**Reading passage**
>> start
Still active after 13 years in the promotion, Sanchez has fought in 4 weight classes, but has moved around from division to division perhaps more than any other fighter in UFC history.
#3 Joe Riggs – Heavyweight (206lbs and above), Light-heavyweight (205lbs), Middleweight (185lbs), Welterweight (170lbs)
Joe ‘Diesel’ Riggs only fought in two weight divisions in the UFC – Middleweight and Welterweight – and largely interchanged between the two throughout his two UFC stints, but he makes this list as his pre-UFC career saw him largely feature in the Heavyweight and Light-heavyweight divisions.
At one point weighing upwards of 300lbs, Riggs fought notable large Heavyweights such as Travis Fulton and ‘Cabbage’ Correira on the regional scene, putting together a record of 13-3 before signing with the WEC promotion in 2004.
He made the drop to 205lbs for the first time with his new promotion but lost his debut to Alex Stiebling. Three wins followed before Riggs decided to drop even further – to 185lbs – and another two wins led him to the UFC, where he defeated Joe Doerksen in his promotional debut.
Now firmly entrenched as a UFC fighter, 2005 saw Riggs make the drop to 170lbs – something that would’ve seemed unthinkable just two years prior. He defeated Chris Lytle in his divisional debut, but then missed weight for a title fight with Matt Hughes, suggesting that the drop in weight was a move too far.
Riggs steadied the ship in 2006, though – remaining at 170lbs for three fights with a loss to Mike Swick being his only foray back up to 185lbs. A loss to Diego Sanchez ended his initial UFC run, and ‘Diesel’ headed back to the regional scene where he continued to move between divisions, even taking a lone fight back up at 205lbs in 2012.
2014 saw his UFC return – at 170lbs – but two losses sent him back up to 185lbs, where he went 1-1 before being released by the UFC again. He’s since fought at 170lbs, 185lbs and 205lbs on the regional scene.
Despite never quite reaching the potential his coaches suggested he had, Riggs’s drop from over 300lbs all the way to 170lbs remains one of the most impressive weight losses in MMA history.
#2 Anthony Johnson – Welterweight (170lbs), Middleweight (185lbs), Light-heavyweight (205lbs), Heavyweight (206lbs and above)
Now retired from MMA following a hugely successful UFC run as a Light-heavyweight, Anthony ‘Rumble’ Johnson initially made his debut in the promotion as a Welterweight, but it quickly became clear that 170lbs was a weight cut too far for him.
In just his second fight with the promotion, he missed the 170lbs weight limit – coming in at 177lbs – and was beaten by the much smaller Rich Clementi after running out of gas. Johnson managed to make 170lbs on four more occasions before another miss against Yoshiyuki Yoshida – this time he came in at 176lbs and dwarfed his opponent before knocking him out.
>> end
**Instructions for the task**
Repeat word for word the stretch of the passage on UFC fighters changing weight classes from "#2 Anthony Johnson" through "far for him.".

(Source data)
>> start
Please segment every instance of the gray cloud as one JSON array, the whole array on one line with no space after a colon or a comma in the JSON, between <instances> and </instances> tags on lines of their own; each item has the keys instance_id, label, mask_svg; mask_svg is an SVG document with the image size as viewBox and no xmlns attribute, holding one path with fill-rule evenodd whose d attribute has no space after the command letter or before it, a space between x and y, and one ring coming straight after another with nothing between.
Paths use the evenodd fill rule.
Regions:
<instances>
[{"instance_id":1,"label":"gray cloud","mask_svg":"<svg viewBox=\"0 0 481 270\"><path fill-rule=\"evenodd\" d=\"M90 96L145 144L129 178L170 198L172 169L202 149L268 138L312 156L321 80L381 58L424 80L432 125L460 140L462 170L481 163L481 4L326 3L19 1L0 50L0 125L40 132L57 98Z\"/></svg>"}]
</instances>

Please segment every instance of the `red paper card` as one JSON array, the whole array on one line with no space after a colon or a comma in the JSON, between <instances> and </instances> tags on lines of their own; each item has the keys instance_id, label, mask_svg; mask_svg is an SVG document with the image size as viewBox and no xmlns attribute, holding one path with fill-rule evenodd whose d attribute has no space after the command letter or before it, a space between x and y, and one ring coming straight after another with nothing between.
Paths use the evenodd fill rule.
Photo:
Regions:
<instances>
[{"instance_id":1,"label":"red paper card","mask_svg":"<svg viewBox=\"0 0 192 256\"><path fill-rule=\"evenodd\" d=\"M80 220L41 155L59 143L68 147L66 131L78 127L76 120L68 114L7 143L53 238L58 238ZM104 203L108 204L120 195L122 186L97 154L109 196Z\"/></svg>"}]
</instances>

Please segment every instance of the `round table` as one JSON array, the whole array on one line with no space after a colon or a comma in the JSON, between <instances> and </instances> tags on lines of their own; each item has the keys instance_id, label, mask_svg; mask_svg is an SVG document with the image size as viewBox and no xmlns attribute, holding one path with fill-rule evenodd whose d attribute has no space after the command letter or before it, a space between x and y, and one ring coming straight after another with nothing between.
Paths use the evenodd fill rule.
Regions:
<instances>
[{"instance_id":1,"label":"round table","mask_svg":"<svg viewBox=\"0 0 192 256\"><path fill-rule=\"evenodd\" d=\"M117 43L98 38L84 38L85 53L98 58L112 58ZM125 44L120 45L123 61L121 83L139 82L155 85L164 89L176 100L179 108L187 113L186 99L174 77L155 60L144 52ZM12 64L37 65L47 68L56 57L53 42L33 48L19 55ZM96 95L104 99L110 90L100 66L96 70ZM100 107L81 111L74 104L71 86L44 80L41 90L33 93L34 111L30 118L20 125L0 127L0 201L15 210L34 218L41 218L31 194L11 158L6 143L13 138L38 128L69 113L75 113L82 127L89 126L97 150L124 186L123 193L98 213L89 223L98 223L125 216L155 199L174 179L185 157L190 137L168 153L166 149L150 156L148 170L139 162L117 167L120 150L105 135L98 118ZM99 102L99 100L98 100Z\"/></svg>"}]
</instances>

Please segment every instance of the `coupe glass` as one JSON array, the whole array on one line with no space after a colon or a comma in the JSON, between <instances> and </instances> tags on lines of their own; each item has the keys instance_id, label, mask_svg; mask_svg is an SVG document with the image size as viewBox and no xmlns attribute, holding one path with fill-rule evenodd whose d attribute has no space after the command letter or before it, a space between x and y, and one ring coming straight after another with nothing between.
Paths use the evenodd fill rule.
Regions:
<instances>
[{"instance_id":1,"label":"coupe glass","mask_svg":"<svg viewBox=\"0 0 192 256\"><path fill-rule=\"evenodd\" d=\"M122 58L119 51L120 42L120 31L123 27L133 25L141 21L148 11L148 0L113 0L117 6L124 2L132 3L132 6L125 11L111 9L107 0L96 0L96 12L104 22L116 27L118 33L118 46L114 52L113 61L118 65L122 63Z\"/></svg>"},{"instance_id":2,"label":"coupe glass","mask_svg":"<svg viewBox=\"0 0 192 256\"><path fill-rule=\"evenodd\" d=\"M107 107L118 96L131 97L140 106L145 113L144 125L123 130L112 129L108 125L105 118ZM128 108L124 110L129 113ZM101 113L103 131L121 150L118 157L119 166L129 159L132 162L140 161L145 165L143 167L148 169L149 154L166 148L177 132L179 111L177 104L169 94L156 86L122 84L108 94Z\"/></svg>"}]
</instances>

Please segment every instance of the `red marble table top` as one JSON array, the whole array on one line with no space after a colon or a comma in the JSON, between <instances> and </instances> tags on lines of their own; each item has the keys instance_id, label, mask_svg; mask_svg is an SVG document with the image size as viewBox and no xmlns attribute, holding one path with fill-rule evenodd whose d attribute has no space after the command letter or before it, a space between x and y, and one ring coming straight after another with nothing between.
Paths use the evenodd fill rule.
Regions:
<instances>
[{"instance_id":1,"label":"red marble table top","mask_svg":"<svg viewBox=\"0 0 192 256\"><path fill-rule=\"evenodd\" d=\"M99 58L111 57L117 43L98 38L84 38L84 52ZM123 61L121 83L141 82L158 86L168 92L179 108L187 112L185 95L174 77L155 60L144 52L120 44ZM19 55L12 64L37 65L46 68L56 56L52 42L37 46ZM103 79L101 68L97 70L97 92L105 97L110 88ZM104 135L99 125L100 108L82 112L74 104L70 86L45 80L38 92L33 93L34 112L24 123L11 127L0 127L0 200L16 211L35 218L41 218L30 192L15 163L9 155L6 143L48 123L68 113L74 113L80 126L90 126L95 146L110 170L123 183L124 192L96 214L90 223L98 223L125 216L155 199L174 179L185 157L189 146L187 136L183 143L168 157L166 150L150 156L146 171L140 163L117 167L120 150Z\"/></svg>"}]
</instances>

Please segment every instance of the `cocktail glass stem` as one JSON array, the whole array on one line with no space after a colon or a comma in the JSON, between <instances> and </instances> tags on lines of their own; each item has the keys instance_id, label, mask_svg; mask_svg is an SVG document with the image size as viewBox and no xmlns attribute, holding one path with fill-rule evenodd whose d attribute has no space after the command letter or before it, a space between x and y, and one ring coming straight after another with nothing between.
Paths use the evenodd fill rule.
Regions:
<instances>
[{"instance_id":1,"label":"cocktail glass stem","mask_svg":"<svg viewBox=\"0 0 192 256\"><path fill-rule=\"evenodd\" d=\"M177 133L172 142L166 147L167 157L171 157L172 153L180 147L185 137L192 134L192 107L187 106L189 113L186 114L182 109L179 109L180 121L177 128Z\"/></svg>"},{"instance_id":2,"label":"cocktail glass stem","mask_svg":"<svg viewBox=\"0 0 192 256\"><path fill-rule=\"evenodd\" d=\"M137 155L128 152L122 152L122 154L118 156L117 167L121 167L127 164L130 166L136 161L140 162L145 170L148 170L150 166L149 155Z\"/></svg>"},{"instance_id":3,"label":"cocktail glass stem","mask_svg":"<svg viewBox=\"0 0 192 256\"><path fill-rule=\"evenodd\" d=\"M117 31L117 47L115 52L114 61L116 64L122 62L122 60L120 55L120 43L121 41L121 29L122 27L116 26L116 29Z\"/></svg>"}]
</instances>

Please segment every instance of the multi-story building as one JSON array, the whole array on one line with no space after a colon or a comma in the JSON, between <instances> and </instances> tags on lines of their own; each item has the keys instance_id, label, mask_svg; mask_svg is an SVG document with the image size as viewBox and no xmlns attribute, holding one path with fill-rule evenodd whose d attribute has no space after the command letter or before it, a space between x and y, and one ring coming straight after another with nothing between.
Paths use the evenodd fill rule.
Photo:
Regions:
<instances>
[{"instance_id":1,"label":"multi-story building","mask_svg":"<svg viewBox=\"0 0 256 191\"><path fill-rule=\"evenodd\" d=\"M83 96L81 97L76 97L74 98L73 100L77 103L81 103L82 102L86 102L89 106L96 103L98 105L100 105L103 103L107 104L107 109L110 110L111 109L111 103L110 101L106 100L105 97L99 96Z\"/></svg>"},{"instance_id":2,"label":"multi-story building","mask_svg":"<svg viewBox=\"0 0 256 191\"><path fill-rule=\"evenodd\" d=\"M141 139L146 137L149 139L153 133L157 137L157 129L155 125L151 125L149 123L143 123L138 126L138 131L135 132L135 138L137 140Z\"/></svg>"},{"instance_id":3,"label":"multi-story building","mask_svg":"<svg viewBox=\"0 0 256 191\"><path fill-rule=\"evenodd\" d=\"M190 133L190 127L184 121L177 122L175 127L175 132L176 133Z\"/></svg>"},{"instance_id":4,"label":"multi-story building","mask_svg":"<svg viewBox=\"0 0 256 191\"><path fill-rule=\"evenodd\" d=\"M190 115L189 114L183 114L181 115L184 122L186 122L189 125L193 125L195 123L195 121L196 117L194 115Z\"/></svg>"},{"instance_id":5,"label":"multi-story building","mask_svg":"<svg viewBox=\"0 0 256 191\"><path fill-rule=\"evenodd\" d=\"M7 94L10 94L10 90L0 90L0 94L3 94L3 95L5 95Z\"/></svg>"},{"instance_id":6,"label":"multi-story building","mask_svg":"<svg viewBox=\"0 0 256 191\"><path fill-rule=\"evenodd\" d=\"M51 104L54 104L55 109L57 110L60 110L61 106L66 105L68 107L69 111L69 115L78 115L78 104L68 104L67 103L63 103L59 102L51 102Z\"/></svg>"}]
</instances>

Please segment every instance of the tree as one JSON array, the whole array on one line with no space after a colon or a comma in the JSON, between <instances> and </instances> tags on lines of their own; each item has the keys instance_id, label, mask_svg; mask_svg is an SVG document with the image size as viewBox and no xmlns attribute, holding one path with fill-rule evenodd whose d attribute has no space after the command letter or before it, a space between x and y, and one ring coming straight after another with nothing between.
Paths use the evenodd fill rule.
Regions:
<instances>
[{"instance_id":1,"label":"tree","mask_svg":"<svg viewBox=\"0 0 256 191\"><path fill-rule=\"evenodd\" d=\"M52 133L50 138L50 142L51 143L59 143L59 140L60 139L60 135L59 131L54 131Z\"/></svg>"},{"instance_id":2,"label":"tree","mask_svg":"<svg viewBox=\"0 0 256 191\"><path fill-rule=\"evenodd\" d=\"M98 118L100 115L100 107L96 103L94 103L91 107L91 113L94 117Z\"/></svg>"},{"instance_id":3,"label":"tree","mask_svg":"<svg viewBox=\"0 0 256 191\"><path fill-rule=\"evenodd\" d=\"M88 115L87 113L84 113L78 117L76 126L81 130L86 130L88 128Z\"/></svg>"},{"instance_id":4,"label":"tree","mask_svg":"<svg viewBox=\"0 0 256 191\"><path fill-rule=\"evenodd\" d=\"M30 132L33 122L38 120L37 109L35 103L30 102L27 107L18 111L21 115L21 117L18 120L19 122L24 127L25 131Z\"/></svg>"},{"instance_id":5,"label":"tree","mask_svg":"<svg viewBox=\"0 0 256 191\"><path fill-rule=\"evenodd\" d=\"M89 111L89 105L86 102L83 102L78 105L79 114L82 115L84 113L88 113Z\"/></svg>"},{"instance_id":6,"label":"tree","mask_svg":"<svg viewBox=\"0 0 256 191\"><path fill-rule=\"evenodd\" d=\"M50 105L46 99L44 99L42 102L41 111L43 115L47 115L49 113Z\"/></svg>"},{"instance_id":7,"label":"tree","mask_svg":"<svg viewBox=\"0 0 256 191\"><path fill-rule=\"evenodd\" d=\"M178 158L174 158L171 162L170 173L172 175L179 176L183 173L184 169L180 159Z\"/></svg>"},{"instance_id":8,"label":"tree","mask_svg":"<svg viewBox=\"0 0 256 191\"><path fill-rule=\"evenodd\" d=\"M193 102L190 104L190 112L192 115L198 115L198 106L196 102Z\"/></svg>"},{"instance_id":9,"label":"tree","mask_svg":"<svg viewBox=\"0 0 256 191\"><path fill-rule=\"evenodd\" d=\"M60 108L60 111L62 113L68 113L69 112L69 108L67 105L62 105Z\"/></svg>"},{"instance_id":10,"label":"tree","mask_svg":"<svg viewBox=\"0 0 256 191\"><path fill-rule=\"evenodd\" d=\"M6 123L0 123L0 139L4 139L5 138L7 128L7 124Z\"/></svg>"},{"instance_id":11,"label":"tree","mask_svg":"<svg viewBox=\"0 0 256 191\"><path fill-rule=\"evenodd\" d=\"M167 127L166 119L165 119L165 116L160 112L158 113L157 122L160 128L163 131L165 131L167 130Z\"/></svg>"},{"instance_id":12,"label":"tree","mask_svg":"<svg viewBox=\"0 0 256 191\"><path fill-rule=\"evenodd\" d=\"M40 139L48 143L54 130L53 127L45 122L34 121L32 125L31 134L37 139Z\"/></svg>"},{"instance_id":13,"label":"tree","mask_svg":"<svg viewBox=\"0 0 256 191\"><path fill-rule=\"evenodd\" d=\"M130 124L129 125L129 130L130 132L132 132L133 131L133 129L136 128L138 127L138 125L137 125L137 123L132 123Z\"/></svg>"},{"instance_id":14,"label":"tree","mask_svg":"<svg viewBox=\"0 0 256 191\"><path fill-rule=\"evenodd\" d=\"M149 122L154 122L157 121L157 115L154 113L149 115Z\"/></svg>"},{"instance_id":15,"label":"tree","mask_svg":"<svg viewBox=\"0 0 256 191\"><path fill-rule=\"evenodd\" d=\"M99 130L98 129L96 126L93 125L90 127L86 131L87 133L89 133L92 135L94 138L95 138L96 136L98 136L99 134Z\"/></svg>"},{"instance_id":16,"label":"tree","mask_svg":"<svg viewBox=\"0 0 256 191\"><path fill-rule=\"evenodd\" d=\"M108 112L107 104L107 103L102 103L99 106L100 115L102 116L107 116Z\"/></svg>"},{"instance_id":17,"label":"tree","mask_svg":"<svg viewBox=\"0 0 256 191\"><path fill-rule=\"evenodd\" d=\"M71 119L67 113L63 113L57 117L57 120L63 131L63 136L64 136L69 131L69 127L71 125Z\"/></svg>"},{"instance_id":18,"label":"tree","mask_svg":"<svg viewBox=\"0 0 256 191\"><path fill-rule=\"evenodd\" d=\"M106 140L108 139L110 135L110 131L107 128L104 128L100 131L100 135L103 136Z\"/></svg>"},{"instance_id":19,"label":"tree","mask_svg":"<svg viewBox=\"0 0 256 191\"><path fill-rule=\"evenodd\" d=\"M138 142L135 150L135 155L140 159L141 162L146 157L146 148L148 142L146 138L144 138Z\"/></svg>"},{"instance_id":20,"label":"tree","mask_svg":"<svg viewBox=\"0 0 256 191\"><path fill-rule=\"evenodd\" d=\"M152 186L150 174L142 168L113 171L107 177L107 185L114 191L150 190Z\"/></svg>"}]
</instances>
>> end
**Output**
#2 Anthony Johnson – Welterweight (170lbs), Middleweight (185lbs), Light-heavyweight (205lbs), Heavyweight (206lbs and above)
Now retired from MMA following a hugely successful UFC run as a Light-heavyweight, Anthony ‘Rumble’ Johnson initially made his debut in the promotion as a Welterweight, but it quickly became clear that 170lbs was a weight cut too far for him.